• Exercise aim: Count the lines below that contain the word "chocolate". Reply with the number alone.

• Records from a dataset:
########################################

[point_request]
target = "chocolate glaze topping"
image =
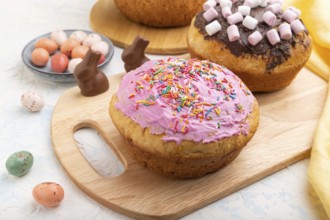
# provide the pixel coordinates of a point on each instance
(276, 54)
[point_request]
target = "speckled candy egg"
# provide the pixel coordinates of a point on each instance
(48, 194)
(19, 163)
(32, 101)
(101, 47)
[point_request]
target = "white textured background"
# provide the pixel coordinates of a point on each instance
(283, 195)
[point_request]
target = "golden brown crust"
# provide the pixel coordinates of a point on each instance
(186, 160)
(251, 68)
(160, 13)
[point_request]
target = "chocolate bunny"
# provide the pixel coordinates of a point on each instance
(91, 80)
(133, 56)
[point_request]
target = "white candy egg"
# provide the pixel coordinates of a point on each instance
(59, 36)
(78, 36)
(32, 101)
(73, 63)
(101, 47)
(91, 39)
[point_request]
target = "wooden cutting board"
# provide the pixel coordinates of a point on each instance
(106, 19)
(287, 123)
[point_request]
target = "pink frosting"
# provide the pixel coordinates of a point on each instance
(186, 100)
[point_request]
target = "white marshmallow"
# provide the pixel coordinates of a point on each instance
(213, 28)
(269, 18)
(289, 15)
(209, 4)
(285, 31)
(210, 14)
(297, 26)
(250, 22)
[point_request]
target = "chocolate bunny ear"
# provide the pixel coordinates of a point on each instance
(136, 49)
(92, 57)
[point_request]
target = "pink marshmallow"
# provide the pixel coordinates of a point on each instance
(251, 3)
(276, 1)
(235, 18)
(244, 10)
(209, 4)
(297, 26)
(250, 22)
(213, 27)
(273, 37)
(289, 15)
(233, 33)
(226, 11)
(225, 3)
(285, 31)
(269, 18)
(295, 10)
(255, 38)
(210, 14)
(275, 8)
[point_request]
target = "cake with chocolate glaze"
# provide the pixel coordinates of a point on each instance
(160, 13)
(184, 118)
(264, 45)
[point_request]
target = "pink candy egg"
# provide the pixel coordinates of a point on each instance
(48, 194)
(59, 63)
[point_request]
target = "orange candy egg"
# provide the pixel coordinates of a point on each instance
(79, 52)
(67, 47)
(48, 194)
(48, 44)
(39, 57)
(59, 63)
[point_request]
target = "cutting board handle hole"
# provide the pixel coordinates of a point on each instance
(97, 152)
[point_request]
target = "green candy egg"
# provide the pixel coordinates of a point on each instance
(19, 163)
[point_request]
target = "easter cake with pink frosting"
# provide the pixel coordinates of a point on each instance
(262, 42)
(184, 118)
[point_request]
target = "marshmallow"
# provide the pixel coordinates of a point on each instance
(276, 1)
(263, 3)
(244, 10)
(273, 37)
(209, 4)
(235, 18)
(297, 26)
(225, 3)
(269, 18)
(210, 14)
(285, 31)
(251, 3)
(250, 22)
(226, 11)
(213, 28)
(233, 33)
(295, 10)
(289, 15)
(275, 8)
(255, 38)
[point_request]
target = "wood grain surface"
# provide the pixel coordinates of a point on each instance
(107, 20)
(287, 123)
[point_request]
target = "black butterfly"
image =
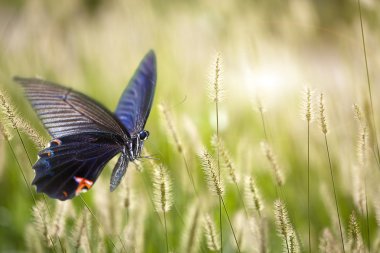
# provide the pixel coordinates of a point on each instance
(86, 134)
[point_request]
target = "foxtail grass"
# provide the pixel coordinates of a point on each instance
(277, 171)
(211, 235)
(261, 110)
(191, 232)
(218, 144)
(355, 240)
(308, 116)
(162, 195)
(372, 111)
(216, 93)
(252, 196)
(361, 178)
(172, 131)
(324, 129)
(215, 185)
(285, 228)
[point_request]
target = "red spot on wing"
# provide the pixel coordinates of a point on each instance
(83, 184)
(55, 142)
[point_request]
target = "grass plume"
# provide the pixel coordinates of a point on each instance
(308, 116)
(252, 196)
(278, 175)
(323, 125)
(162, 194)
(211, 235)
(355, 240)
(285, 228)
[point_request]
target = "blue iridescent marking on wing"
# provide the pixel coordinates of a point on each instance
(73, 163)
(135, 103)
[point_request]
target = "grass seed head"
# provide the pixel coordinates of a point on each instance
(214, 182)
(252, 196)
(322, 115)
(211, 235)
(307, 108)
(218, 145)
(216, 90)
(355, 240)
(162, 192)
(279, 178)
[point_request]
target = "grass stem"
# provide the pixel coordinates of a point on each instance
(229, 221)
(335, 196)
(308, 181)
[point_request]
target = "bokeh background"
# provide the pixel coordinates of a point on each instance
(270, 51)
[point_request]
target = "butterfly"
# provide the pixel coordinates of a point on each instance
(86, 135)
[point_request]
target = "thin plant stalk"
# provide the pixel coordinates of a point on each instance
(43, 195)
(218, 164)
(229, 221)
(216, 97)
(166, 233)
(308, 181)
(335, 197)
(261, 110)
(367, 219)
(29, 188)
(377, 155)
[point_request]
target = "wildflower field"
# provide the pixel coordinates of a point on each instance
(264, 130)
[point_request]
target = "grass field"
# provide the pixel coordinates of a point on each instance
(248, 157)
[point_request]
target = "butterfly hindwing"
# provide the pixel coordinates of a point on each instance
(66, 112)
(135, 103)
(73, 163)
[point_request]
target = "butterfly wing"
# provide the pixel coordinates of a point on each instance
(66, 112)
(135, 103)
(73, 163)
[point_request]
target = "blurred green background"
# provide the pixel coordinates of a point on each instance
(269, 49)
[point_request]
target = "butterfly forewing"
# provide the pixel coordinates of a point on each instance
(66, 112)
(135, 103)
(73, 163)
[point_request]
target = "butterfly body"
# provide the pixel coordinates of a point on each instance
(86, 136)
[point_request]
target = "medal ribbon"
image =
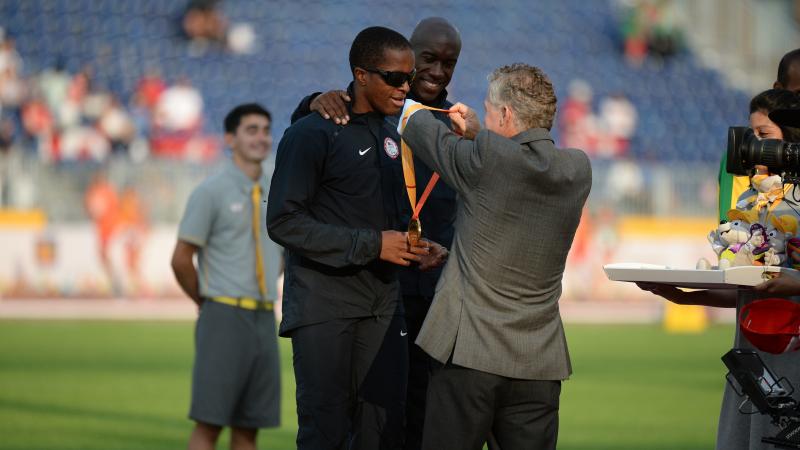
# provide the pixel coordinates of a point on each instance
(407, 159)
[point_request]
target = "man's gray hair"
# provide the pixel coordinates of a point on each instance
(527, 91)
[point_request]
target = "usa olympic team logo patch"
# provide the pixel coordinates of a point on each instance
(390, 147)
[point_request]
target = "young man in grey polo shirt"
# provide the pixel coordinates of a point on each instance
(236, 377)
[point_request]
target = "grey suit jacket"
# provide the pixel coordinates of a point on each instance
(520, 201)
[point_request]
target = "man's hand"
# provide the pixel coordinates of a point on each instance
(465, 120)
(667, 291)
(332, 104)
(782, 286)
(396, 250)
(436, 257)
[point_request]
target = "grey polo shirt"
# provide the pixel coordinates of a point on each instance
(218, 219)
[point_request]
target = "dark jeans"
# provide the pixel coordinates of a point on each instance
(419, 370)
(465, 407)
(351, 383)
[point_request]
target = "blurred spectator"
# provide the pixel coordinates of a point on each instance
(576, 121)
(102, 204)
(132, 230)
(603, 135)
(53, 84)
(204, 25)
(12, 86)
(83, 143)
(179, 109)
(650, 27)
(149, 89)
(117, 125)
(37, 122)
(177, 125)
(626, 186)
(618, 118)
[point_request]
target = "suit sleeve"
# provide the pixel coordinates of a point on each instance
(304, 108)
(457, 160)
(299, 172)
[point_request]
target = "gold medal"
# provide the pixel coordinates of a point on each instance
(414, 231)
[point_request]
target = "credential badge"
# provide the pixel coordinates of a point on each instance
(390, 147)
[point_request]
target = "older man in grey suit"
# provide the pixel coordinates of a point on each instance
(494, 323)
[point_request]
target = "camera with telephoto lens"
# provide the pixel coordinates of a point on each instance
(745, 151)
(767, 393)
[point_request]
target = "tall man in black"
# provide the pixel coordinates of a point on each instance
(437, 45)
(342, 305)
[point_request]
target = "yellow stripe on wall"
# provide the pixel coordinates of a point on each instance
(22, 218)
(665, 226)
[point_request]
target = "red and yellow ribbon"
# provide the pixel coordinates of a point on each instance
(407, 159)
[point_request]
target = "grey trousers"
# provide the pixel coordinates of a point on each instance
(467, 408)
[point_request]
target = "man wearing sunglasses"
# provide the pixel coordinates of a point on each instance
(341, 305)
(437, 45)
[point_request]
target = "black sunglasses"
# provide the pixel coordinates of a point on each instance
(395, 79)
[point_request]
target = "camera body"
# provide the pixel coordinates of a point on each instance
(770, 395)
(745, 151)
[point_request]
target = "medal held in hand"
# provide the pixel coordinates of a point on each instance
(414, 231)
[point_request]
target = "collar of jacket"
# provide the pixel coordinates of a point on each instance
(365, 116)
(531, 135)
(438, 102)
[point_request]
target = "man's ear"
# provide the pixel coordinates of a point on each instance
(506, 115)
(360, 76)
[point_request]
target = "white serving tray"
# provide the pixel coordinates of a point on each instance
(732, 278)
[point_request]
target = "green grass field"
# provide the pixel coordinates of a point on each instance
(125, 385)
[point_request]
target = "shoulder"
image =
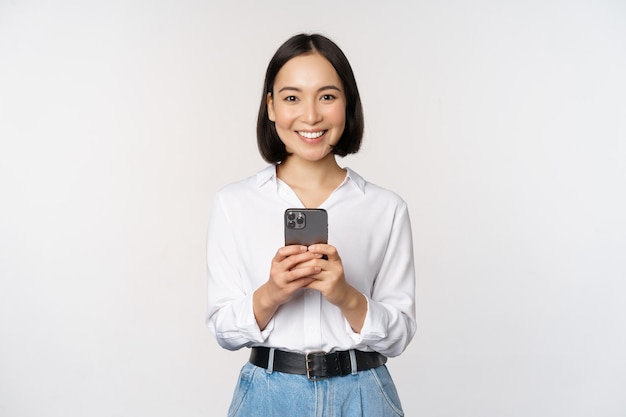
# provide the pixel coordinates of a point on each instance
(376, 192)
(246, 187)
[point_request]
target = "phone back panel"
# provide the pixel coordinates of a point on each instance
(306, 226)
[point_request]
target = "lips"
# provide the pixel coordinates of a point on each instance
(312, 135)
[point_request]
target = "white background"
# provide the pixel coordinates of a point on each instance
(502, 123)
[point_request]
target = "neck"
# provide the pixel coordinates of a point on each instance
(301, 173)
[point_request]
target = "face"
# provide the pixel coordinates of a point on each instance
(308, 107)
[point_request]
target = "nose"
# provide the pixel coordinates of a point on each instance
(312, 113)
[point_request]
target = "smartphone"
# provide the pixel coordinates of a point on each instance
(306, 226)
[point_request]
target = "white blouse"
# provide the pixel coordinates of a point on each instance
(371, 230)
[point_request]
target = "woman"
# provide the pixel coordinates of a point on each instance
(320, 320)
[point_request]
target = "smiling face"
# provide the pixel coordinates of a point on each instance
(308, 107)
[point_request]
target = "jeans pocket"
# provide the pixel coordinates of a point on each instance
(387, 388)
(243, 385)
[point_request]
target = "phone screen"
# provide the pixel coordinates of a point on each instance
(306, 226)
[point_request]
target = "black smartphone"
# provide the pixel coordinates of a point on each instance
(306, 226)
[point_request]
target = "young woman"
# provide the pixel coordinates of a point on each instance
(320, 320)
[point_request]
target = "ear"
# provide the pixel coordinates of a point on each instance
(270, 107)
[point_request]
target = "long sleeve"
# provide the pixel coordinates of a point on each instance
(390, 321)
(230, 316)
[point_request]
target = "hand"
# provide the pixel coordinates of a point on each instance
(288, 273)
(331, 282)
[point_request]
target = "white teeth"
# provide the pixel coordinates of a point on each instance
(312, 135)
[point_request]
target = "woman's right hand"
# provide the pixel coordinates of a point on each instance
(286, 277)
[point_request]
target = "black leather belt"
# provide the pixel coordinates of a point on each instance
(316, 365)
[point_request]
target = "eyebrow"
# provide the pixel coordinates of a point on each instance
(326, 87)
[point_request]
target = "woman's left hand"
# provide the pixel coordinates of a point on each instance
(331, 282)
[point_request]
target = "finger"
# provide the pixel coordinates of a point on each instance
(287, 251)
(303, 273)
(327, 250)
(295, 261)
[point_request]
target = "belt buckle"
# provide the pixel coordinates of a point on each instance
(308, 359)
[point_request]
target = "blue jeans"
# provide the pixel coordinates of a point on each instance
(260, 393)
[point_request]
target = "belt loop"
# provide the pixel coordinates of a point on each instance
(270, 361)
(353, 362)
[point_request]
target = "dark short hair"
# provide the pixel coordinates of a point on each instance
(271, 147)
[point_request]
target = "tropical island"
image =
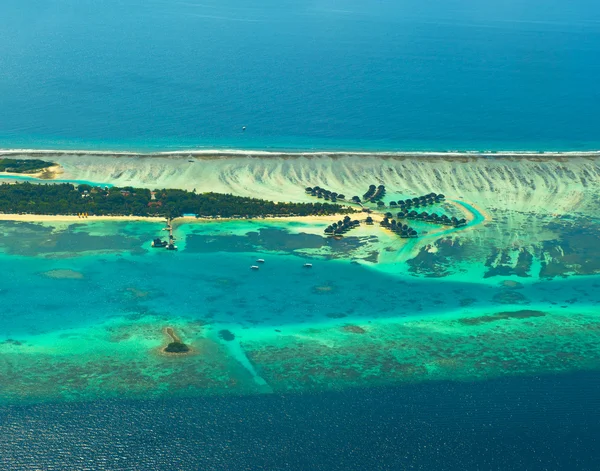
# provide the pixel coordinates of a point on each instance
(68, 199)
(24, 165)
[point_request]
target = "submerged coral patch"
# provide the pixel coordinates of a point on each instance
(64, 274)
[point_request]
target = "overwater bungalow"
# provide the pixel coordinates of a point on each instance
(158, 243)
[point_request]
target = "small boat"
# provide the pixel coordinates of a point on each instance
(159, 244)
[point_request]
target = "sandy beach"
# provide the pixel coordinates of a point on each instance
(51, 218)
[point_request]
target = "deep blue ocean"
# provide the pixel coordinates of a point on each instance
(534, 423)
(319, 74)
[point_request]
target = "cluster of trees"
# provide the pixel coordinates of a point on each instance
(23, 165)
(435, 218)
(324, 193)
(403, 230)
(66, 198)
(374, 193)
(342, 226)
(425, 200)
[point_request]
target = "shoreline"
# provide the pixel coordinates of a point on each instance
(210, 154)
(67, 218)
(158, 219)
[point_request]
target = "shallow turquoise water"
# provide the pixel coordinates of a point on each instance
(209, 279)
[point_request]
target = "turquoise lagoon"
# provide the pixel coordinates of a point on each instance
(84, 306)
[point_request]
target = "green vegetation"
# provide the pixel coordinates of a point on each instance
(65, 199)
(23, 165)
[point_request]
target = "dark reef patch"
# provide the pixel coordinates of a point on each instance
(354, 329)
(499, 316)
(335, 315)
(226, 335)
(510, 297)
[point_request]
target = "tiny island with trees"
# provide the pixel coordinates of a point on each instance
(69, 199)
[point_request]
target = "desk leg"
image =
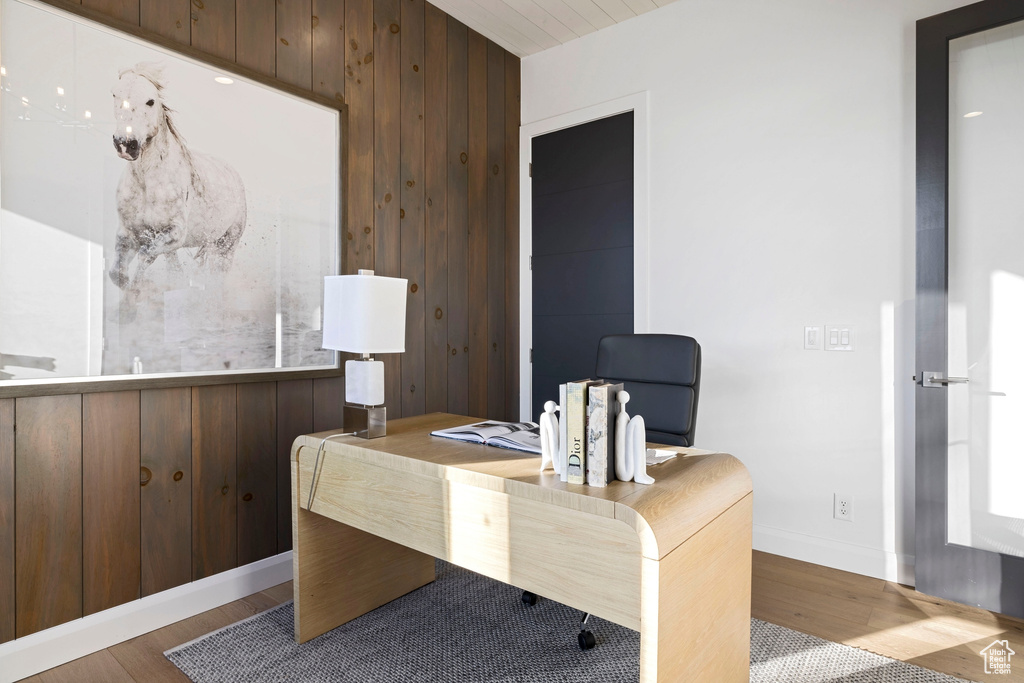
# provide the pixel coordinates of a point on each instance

########################################

• Full output: 4